Your objective —
Pick out and copy every line of the items below that contains the word "sign", matching case exactly.

[BEGIN Supplied material]

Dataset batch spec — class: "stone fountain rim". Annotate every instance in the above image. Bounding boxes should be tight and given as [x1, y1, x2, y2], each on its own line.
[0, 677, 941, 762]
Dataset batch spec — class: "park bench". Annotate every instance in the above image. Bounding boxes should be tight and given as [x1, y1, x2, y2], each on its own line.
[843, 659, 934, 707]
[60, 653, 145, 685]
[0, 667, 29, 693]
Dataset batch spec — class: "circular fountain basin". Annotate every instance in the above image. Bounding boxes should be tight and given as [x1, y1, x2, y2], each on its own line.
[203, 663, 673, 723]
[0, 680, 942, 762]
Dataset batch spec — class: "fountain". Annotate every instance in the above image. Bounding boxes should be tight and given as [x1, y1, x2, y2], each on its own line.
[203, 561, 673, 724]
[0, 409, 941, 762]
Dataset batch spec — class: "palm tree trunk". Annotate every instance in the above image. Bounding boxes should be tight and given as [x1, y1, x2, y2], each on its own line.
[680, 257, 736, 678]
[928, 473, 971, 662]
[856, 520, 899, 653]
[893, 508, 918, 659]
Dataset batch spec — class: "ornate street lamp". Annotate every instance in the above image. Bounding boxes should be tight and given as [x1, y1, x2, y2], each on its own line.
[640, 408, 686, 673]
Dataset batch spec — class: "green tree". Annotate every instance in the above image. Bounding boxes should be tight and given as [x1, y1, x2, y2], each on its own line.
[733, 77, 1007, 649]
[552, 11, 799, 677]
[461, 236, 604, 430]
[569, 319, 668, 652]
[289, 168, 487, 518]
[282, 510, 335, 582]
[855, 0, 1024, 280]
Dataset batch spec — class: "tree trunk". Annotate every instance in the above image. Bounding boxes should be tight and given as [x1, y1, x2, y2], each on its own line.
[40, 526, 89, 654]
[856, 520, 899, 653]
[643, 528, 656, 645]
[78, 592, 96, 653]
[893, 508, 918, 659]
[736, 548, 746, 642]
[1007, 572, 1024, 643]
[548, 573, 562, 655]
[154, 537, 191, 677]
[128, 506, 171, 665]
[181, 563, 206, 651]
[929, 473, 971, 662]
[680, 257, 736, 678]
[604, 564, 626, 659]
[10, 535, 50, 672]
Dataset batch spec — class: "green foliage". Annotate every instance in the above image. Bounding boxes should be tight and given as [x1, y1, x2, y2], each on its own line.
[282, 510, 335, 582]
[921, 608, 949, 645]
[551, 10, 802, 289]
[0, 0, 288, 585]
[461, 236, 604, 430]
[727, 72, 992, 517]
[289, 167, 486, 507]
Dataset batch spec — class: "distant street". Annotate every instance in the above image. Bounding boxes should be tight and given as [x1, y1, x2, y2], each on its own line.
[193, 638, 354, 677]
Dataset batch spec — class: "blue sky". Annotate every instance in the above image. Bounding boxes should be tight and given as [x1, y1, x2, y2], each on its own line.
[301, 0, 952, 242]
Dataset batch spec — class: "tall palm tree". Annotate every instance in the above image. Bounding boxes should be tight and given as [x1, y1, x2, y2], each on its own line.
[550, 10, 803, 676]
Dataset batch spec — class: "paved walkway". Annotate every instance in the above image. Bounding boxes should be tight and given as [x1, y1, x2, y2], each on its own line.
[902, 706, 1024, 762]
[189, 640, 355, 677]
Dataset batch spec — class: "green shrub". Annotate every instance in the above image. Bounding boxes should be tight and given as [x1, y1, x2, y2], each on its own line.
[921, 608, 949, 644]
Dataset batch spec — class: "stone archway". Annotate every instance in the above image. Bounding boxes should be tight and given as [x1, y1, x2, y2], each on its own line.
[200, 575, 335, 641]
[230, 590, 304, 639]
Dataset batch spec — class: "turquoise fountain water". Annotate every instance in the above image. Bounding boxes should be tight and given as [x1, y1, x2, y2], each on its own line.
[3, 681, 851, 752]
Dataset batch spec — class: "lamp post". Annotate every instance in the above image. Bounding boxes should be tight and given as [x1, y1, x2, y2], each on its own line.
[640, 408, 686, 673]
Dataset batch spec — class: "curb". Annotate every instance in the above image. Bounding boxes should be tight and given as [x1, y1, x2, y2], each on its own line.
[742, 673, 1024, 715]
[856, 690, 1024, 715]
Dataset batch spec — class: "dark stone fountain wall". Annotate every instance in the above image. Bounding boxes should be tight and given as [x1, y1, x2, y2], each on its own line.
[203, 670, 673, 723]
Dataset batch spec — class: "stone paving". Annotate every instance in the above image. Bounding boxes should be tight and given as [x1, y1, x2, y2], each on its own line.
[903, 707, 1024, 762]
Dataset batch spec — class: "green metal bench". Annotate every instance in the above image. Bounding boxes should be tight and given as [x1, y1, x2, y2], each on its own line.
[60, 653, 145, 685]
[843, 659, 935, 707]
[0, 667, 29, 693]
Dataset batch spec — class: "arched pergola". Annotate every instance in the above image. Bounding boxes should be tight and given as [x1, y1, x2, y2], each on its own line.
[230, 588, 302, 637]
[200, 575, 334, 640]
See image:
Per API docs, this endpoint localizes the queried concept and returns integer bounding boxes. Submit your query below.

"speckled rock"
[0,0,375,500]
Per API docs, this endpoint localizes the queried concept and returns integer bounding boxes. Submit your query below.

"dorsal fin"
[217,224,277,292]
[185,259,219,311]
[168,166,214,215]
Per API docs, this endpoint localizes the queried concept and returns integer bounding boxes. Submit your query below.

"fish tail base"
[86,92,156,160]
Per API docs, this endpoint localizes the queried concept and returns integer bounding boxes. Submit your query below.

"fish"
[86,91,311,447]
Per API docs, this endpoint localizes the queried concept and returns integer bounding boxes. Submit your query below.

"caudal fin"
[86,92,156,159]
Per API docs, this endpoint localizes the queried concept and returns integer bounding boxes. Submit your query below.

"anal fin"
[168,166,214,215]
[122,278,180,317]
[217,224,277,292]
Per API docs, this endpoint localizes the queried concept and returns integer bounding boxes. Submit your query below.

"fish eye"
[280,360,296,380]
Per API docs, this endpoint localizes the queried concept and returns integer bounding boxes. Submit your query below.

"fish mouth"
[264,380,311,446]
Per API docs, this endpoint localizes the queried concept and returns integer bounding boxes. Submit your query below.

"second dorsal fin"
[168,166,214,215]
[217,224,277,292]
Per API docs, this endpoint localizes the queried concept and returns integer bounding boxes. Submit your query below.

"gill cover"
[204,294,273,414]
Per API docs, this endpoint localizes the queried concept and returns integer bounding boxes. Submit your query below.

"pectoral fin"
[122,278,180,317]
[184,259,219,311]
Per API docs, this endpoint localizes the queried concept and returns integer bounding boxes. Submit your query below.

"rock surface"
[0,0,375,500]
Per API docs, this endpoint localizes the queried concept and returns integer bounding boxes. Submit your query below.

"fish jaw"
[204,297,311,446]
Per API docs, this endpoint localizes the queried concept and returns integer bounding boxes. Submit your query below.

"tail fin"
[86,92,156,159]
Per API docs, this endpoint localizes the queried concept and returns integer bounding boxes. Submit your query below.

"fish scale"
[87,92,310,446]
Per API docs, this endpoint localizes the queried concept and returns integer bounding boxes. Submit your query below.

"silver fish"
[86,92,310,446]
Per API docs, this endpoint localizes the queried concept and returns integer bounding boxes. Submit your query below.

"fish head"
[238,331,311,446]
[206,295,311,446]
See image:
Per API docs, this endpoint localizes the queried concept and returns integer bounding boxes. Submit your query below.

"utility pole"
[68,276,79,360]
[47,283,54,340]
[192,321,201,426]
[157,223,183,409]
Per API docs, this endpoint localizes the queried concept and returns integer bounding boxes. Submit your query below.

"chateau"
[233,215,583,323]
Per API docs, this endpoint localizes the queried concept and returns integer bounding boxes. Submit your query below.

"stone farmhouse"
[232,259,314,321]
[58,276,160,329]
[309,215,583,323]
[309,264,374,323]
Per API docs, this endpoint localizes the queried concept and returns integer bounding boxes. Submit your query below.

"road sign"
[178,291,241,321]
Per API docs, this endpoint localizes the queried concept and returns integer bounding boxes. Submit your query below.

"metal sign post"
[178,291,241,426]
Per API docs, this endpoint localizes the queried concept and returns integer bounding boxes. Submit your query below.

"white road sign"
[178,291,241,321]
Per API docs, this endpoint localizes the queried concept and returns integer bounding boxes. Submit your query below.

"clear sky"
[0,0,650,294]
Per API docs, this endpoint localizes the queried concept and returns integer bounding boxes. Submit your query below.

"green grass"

[END Supplied material]

Written response —
"road sign"
"metal sign post"
"white road sign"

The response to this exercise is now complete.